--- Text provided ---

University-Industry Engagement Week

Ole Miss seeks to cover all the ‘BASES’ with new collaboration program

By David Schwartz
Published: August 9th, 2022

A detailed article on the University of Mississippi’s effort to build corporate partnerships around its sales, marketing, and supply chain analytics program and the industry-university summit that launched it appears in the July issue of University-Industry Engagement Advisor. For subscription information, click here.

The development of a new program by the University of Mississippi’s School of Business Administration to help students learn about sales, supply chain and analytics through collaboration with industry partners marked its first formal milestone last February with the inaugural BASE Summit. BASE is how the school refers to The Core for Business Analytics, Sales and Supply Chain, and it’s designed to “combine faculty knowledge with industry interests to develop educational programs that are relevant to today’s market,” according to the university. “BASE” is also a play on “baseball,” a key element of athletics at the university, with ‘first base’ representing sales while ‘second base’ is supply chain and ‘third base’ is marketing analytics.

The program got its impetus in 2019, when Barry J. Babin became chair of the school’s department of marketing. “Barry came into the department, along with a couple of new faculty hires, and was really thinking about how to connect industry into spaces where there was a lot of opportunity,” recalls Hughes Miller, director of industry engagement. “They started working with one company around this student consulting project, and another opportunity came where a different company approached us — a building sales company — and another in a supply chain consultancy project with our students. Since we had all this activity, in our heads we wanted a brand and decided on BASE.”

---

Please retype the article on the University of Mississippi's BASE program word for word, from its header line through the final quotation.

--- Supplied information ---

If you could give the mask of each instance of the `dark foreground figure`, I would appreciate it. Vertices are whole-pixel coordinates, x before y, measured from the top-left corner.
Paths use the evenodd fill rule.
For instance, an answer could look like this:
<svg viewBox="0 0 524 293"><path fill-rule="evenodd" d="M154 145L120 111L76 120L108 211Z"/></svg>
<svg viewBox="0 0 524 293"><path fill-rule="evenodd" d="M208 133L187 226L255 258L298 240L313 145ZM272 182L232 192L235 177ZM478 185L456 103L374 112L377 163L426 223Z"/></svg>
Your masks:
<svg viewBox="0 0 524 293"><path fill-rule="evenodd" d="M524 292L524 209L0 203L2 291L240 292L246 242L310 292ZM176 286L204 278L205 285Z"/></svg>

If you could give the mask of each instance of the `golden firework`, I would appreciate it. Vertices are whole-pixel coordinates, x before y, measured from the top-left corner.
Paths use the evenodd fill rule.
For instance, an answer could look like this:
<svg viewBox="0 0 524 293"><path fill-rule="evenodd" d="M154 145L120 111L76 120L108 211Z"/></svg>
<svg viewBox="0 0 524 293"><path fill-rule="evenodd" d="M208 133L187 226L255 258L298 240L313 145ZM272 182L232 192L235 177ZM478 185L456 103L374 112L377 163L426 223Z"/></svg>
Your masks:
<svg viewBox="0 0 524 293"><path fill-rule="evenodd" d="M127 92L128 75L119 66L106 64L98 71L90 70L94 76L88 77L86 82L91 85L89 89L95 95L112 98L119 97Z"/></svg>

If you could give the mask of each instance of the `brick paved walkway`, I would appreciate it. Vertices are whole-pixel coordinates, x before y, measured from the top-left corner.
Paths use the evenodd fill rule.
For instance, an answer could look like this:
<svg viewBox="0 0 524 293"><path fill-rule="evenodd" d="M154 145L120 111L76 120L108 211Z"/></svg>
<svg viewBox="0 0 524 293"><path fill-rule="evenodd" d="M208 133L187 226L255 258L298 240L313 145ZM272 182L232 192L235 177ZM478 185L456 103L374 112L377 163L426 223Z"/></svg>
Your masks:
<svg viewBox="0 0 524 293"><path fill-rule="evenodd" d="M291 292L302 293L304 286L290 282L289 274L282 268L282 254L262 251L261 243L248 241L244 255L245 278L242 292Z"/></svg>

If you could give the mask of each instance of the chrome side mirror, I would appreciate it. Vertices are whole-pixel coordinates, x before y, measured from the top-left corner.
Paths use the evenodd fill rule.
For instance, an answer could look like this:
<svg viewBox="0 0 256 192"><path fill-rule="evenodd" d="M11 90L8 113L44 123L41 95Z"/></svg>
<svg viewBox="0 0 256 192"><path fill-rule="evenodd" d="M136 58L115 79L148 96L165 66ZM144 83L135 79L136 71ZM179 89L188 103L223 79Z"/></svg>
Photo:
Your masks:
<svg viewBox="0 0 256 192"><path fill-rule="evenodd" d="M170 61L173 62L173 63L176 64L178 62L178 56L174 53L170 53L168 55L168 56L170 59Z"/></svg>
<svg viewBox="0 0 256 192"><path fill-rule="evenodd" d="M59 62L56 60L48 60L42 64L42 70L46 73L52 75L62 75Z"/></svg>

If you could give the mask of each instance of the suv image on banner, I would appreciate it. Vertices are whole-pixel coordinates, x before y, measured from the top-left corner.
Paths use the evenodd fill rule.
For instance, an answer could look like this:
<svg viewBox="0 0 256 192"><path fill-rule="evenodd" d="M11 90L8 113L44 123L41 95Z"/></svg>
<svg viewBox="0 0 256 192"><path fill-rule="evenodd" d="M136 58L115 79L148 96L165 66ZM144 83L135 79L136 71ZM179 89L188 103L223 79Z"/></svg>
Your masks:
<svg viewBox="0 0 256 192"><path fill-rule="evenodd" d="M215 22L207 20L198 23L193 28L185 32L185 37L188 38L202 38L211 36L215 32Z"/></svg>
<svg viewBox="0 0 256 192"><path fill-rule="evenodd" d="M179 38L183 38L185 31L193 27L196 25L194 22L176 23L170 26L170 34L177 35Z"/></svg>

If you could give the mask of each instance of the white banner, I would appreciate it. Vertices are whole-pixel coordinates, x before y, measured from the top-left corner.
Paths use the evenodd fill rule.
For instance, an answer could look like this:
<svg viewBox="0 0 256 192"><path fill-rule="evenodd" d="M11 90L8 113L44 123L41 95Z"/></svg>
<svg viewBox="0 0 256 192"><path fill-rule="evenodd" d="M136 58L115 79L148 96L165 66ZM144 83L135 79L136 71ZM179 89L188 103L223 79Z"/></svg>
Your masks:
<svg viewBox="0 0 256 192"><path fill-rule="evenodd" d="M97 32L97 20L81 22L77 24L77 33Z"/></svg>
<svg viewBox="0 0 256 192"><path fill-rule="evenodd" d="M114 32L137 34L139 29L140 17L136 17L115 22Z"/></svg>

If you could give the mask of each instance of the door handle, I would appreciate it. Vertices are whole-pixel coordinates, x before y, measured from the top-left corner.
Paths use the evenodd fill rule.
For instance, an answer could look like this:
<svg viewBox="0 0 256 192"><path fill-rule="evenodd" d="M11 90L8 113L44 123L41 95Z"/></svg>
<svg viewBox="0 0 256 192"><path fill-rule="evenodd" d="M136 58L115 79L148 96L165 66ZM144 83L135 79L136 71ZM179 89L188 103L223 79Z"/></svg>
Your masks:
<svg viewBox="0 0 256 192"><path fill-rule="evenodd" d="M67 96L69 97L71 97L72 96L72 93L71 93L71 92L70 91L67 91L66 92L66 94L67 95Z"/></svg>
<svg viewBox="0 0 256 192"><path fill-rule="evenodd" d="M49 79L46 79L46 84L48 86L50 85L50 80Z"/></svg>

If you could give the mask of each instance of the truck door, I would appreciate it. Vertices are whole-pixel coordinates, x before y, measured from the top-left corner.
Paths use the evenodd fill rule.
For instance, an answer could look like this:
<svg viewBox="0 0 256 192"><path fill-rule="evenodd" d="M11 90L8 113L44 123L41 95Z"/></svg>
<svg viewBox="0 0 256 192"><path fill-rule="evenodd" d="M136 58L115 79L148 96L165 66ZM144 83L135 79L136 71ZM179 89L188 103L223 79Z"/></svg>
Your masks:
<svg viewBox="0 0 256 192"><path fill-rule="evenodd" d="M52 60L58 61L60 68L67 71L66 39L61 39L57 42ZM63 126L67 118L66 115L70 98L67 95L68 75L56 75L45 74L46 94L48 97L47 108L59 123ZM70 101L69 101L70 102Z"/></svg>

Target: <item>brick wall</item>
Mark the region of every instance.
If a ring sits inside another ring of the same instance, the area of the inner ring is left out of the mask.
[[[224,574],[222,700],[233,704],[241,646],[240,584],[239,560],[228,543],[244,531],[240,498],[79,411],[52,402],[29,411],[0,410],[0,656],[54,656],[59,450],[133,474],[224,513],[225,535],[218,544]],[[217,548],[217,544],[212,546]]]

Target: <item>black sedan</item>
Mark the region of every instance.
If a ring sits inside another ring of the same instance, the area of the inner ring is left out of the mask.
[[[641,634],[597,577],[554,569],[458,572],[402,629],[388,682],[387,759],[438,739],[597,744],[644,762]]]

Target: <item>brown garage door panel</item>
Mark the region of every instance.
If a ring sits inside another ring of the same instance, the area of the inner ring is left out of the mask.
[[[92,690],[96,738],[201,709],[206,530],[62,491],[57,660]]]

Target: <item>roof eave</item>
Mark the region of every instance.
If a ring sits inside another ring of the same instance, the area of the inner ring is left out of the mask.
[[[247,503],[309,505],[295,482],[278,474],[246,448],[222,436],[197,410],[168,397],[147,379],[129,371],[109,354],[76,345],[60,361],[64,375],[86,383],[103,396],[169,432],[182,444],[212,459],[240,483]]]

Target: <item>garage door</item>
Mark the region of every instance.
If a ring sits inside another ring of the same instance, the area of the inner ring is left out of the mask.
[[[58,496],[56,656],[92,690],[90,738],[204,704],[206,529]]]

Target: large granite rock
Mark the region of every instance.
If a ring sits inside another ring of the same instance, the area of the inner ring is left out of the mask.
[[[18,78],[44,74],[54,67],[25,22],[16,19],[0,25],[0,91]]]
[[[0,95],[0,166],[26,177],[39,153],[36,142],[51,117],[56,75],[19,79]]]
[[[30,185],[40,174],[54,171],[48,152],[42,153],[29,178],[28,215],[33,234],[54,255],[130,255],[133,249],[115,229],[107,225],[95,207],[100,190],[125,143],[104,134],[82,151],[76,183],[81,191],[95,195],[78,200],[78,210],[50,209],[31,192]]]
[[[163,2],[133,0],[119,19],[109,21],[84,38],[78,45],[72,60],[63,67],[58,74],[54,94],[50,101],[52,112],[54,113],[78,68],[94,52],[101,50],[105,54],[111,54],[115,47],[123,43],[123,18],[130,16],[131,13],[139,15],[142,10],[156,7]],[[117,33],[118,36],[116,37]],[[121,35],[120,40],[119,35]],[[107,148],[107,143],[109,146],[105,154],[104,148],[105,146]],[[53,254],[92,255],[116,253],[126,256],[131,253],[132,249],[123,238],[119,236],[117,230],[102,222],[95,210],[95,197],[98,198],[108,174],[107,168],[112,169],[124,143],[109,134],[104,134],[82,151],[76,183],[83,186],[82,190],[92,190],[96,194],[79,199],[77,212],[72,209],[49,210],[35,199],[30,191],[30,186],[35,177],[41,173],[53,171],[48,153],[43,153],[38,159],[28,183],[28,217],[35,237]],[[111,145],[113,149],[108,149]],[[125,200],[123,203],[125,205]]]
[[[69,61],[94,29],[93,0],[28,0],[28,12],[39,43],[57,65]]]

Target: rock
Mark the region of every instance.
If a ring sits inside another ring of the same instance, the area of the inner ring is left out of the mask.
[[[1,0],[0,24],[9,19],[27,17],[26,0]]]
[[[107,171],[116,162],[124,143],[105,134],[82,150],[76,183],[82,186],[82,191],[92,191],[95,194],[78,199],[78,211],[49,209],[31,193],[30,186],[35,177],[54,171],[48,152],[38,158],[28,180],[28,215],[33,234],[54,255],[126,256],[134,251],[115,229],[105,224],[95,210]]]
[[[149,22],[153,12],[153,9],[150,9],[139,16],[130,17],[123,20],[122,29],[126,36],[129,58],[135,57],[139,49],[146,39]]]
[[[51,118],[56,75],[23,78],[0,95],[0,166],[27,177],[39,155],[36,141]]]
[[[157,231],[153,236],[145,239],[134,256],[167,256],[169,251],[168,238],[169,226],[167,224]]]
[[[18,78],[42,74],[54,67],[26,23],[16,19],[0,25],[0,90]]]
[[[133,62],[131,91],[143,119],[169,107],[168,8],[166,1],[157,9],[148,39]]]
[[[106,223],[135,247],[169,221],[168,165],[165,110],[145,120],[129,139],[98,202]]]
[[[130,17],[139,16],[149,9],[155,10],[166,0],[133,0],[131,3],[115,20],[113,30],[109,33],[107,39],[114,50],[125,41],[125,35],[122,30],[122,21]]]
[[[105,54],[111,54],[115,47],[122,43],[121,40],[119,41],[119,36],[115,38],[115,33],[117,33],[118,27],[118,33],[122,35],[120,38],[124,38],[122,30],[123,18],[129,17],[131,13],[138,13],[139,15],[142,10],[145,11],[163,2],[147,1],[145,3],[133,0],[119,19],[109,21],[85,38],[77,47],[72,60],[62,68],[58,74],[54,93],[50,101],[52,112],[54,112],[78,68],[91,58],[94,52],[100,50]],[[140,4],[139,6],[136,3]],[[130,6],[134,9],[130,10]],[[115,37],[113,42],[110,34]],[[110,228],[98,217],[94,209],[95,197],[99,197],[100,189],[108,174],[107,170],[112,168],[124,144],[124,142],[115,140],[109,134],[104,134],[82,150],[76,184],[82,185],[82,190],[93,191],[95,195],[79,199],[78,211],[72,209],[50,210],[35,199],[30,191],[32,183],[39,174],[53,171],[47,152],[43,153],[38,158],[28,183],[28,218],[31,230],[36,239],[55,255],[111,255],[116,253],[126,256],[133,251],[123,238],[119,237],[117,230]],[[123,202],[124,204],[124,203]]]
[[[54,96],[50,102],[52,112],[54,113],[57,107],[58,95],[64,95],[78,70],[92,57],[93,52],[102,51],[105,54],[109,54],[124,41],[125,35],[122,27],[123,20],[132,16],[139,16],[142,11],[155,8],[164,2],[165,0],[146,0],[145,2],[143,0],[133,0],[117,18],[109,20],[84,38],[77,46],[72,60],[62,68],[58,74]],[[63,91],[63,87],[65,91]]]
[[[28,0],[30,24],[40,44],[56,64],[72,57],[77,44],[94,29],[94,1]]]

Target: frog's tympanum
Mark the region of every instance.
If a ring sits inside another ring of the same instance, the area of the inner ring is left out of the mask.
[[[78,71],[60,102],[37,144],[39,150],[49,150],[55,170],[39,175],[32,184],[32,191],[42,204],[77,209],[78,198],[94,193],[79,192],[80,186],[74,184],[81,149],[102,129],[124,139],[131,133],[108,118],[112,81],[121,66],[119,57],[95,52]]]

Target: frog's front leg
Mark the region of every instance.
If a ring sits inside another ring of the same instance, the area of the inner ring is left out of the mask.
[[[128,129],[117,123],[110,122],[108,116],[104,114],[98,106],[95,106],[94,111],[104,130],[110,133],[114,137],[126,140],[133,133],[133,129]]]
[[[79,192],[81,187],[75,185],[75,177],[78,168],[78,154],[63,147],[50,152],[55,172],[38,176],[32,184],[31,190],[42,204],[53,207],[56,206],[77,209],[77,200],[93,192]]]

---

**Answer to this task:**
University-Industry Engagement Week

Ole Miss seeks to cover all the ‘BASES’ with new collaboration program

By David Schwartz
Published: August 9th, 2022

A detailed article on the University of Mississippi’s effort to build corporate partnerships around its sales, marketing, and supply chain analytics program and the industry-university summit that launched it appears in the July issue of University-Industry Engagement Advisor. For subscription information, click here.

The development of a new program by the University of Mississippi’s School of Business Administration to help students learn about sales, supply chain and analytics through collaboration with industry partners marked its first formal milestone last February with the inaugural BASE Summit. BASE is how the school refers to The Core for Business Analytics, Sales and Supply Chain, and it’s designed to “combine faculty knowledge with industry interests to develop educational programs that are relevant to today’s market,” according to the university. “BASE” is also a play on “baseball,” a key element of athletics at the university, with ‘first base’ representing sales while ‘second base’ is supply chain and ‘third base’ is marketing analytics.

The program got its impetus in 2019, when Barry J. Babin became chair of the school’s department of marketing. “Barry came into the department, along with a couple of new faculty hires, and was really thinking about how to connect industry into spaces where there was a lot of opportunity,” recalls Hughes Miller, director of industry engagement. “They started working with one company around this student consulting project, and another opportunity came where a different company approached us — a building sales company — and another in a supply chain consultancy project with our students. Since we had all this activity, in our heads we wanted a brand and decided on BASE.”